■ WHAT YOU SHOULD DO ■
Repeat the records exactly, minus the pictures.

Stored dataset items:
※
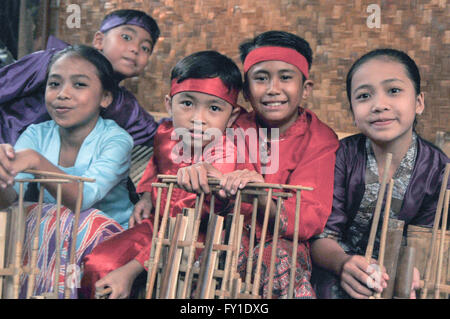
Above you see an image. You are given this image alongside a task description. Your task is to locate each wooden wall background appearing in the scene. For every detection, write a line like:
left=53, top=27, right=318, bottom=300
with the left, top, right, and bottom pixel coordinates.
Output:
left=52, top=0, right=449, bottom=142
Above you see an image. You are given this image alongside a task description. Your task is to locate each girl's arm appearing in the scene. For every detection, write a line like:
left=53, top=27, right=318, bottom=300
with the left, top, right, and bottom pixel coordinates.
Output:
left=311, top=238, right=388, bottom=299
left=0, top=143, right=81, bottom=211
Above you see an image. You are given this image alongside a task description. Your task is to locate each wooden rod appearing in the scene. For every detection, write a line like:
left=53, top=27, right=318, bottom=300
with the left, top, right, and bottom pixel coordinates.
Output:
left=23, top=169, right=95, bottom=183
left=15, top=179, right=72, bottom=184
left=288, top=190, right=302, bottom=299
left=53, top=183, right=63, bottom=297
left=26, top=185, right=45, bottom=298
left=64, top=181, right=84, bottom=299
left=13, top=182, right=25, bottom=299
left=158, top=174, right=313, bottom=191
left=267, top=196, right=283, bottom=299
left=374, top=179, right=394, bottom=299
left=245, top=197, right=258, bottom=294
left=252, top=187, right=273, bottom=296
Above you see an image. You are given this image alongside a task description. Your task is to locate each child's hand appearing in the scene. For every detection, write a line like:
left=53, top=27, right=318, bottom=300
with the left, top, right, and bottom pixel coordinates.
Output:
left=129, top=192, right=152, bottom=228
left=95, top=260, right=144, bottom=299
left=218, top=169, right=264, bottom=198
left=177, top=162, right=223, bottom=194
left=0, top=144, right=17, bottom=188
left=339, top=255, right=389, bottom=299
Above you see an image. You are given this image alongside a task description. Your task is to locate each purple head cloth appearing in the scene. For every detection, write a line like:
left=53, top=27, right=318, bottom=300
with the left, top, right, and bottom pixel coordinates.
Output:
left=99, top=16, right=153, bottom=40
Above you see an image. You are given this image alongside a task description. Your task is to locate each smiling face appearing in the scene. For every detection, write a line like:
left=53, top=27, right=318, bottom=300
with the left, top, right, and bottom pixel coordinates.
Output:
left=93, top=24, right=153, bottom=78
left=350, top=58, right=424, bottom=145
left=166, top=91, right=239, bottom=147
left=45, top=54, right=112, bottom=134
left=245, top=60, right=312, bottom=134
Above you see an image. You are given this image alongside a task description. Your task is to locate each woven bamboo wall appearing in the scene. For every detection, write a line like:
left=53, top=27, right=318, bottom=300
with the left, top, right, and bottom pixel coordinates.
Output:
left=54, top=0, right=449, bottom=142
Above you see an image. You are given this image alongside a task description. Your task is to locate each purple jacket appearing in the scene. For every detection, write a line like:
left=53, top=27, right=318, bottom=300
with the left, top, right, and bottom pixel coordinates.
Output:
left=327, top=133, right=449, bottom=234
left=312, top=133, right=449, bottom=298
left=0, top=36, right=157, bottom=147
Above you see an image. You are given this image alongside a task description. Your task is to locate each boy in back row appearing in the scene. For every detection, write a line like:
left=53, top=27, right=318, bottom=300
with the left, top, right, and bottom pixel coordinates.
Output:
left=0, top=9, right=160, bottom=147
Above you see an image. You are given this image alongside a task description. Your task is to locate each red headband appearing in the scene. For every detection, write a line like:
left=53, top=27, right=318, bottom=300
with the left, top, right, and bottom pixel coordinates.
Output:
left=170, top=78, right=240, bottom=107
left=243, top=46, right=309, bottom=79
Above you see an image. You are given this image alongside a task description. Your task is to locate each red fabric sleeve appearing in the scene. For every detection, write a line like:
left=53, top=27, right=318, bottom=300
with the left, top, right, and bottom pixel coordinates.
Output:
left=136, top=155, right=158, bottom=194
left=280, top=136, right=338, bottom=240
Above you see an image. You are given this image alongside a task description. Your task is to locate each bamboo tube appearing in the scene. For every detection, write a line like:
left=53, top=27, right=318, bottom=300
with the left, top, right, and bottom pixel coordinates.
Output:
left=145, top=182, right=174, bottom=299
left=26, top=185, right=45, bottom=299
left=394, top=246, right=416, bottom=299
left=374, top=179, right=394, bottom=299
left=13, top=182, right=25, bottom=299
left=53, top=183, right=62, bottom=297
left=365, top=153, right=393, bottom=261
left=245, top=197, right=259, bottom=294
left=421, top=163, right=450, bottom=298
left=288, top=190, right=302, bottom=299
left=219, top=191, right=242, bottom=299
left=15, top=179, right=71, bottom=184
left=64, top=181, right=84, bottom=299
left=180, top=192, right=205, bottom=298
left=267, top=196, right=283, bottom=299
left=195, top=214, right=223, bottom=299
left=252, top=187, right=273, bottom=296
left=167, top=216, right=188, bottom=298
left=434, top=189, right=449, bottom=298
left=219, top=214, right=235, bottom=299
left=159, top=214, right=186, bottom=298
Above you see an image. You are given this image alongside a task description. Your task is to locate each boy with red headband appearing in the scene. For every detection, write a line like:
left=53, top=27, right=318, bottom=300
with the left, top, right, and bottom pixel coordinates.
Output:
left=0, top=9, right=160, bottom=147
left=184, top=31, right=339, bottom=298
left=80, top=51, right=242, bottom=299
left=234, top=31, right=339, bottom=298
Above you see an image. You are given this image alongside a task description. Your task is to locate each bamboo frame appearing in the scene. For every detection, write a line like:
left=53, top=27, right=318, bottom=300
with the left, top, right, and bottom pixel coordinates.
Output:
left=142, top=175, right=312, bottom=299
left=0, top=170, right=94, bottom=299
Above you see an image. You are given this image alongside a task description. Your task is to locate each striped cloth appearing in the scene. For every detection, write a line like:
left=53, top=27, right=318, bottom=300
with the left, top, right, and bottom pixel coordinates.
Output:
left=19, top=203, right=123, bottom=299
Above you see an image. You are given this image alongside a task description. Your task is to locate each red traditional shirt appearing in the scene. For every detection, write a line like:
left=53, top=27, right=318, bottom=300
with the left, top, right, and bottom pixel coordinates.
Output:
left=233, top=107, right=339, bottom=241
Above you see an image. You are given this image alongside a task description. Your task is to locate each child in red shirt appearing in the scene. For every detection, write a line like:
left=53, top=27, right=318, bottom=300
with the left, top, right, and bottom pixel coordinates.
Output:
left=80, top=50, right=242, bottom=298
※
■ EXERCISE SOLUTION ■
Above you see an image. You are given this image alongside a task description. Your task is to locate each wooden wall background appearing in the scene. For every detection, write a line like:
left=53, top=27, right=318, bottom=300
with the left, top, right, and bottom pixel coordinates.
Output:
left=52, top=0, right=449, bottom=142
Above you see an image. You are given this image alongside a task description. Your task is to locate each girl's arm appearing in the scene. For every detection, write a line like:
left=53, top=27, right=318, bottom=300
with the left, top, right, and bottom pixel coordinates.
Output:
left=311, top=238, right=388, bottom=299
left=0, top=143, right=81, bottom=211
Above you see an image. You are given this image alongside a task description. Your task is to locate each wooden rod appearing in the scene. For every detection, write a line like:
left=53, top=27, right=318, bottom=300
with the left, top, right, and bottom pixel coordinates.
Output:
left=23, top=169, right=95, bottom=183
left=15, top=179, right=72, bottom=184
left=288, top=190, right=302, bottom=299
left=53, top=183, right=63, bottom=297
left=26, top=185, right=45, bottom=298
left=64, top=181, right=84, bottom=299
left=13, top=182, right=25, bottom=299
left=158, top=174, right=313, bottom=191
left=267, top=196, right=283, bottom=299
left=374, top=179, right=394, bottom=299
left=245, top=197, right=258, bottom=294
left=252, top=187, right=273, bottom=296
Above you see an image. You are given this image alongside a task description. Your task is to locate each child's hand appearing in the scene. For every detection, write a line like:
left=53, top=27, right=318, bottom=300
with the left, top, right, and bottom pixel coordinates.
Output:
left=129, top=192, right=152, bottom=228
left=95, top=260, right=144, bottom=299
left=218, top=169, right=264, bottom=198
left=177, top=162, right=223, bottom=194
left=0, top=144, right=17, bottom=188
left=339, top=255, right=389, bottom=299
Above you see an image. You are given this image alongside a task description. Your task is to locate each purple head cloth appearing in the scene. For every detection, write a line like:
left=53, top=27, right=318, bottom=300
with the left, top, right, and bottom pixel coordinates.
Output:
left=99, top=16, right=153, bottom=40
Above you see an image. You are given this image alongside a task description. Your task is to locate each smiling face appearing in the scene. For every detection, write a line like:
left=53, top=27, right=318, bottom=300
with the left, top, right, and bottom pixel coordinates.
Output:
left=93, top=24, right=153, bottom=78
left=350, top=58, right=424, bottom=145
left=166, top=91, right=239, bottom=147
left=45, top=54, right=112, bottom=134
left=245, top=60, right=312, bottom=134
Above you see an image. You are given this image alongside a task description. Your task is to locate each woven bamboo wall appearing in the scene. For every detection, write a line like:
left=53, top=27, right=318, bottom=300
with the left, top, right, and bottom pixel coordinates.
Output:
left=54, top=0, right=449, bottom=142
Above you see an image. You are given this image alongside a task description. Your task is to locate each purple jacket appearing in the scene. For every detection, write a line like:
left=53, top=27, right=318, bottom=300
with the left, top, right, and bottom pixel coordinates.
Output:
left=327, top=133, right=449, bottom=234
left=312, top=133, right=449, bottom=298
left=0, top=36, right=157, bottom=147
Above you see an image. You are given this image alongside a task description. Your task is to locate each boy in back row appearing in the scene. For every detection, write a line like:
left=53, top=27, right=318, bottom=300
with the left, top, right, and bottom pixel coordinates.
Output:
left=0, top=9, right=160, bottom=147
Above you see an image. You are given this image alongside a task description. Your task is to locate each red headband appearing in the scene. For every detection, write a line like:
left=53, top=27, right=318, bottom=300
with the left, top, right, and bottom pixel coordinates.
Output:
left=170, top=78, right=240, bottom=107
left=243, top=46, right=309, bottom=79
Above you see an image. You are given this image alongside a task description. Your task is to locate each red fabric sleeve appearing in the scene. For every detection, write a line like:
left=53, top=27, right=318, bottom=300
with the left, top, right, and bottom pixel coordinates.
Output:
left=136, top=155, right=158, bottom=194
left=280, top=136, right=338, bottom=240
Above you see an image. You are given this image alongside a task description. Your task is to locate each bamboo tube appearing in the scene. For every detection, write a line like:
left=53, top=27, right=318, bottom=300
with the left, top, right, and bottom pixel coordinates.
Output:
left=145, top=182, right=174, bottom=299
left=26, top=185, right=45, bottom=299
left=394, top=246, right=416, bottom=299
left=374, top=179, right=394, bottom=299
left=13, top=182, right=25, bottom=299
left=53, top=183, right=62, bottom=297
left=365, top=153, right=393, bottom=261
left=245, top=197, right=259, bottom=294
left=421, top=163, right=450, bottom=298
left=288, top=190, right=302, bottom=299
left=219, top=191, right=242, bottom=299
left=15, top=179, right=71, bottom=184
left=64, top=181, right=84, bottom=299
left=180, top=192, right=205, bottom=298
left=267, top=196, right=283, bottom=299
left=195, top=214, right=223, bottom=299
left=252, top=187, right=273, bottom=296
left=167, top=216, right=188, bottom=298
left=434, top=189, right=449, bottom=298
left=219, top=214, right=235, bottom=299
left=159, top=214, right=186, bottom=298
Above you see an image. You are given this image alongside a task description. Your task is to locate each boy with red headband appearing in the scene. For every detection, write a line like:
left=53, top=27, right=318, bottom=300
with the left, top, right, and bottom pixel coordinates.
Output:
left=0, top=9, right=160, bottom=147
left=184, top=31, right=339, bottom=298
left=80, top=51, right=242, bottom=299
left=234, top=31, right=339, bottom=298
Above you see an image. You are given this image alongside a task description. Your task is to locate each bamboo frame appearing in the scene. For every detection, write a line like:
left=53, top=27, right=318, bottom=300
with the left, top, right, and bottom pixel coordinates.
Output:
left=142, top=175, right=312, bottom=299
left=0, top=170, right=94, bottom=299
Above you see an image. You are given this image alongside a task description. Your task is to locate each striped cloth appearing in the scene. For every detection, write a line like:
left=53, top=27, right=318, bottom=300
with the left, top, right, and bottom pixel coordinates.
Output:
left=19, top=203, right=123, bottom=299
Above you see an image. You are given this image alongside a task description. Your task is to locate each red traditional shirt appearing in the scene. For every detection, write a line like:
left=53, top=27, right=318, bottom=300
with the left, top, right, and bottom pixel coordinates.
Output:
left=233, top=107, right=339, bottom=241
Above you see an image. You are given this image alongside a task description. Your task is to locate each child in red shirt appearing in the scene. For every detection, write a line like:
left=53, top=27, right=318, bottom=300
with the left, top, right, and bottom pixel coordinates.
Output:
left=80, top=50, right=242, bottom=298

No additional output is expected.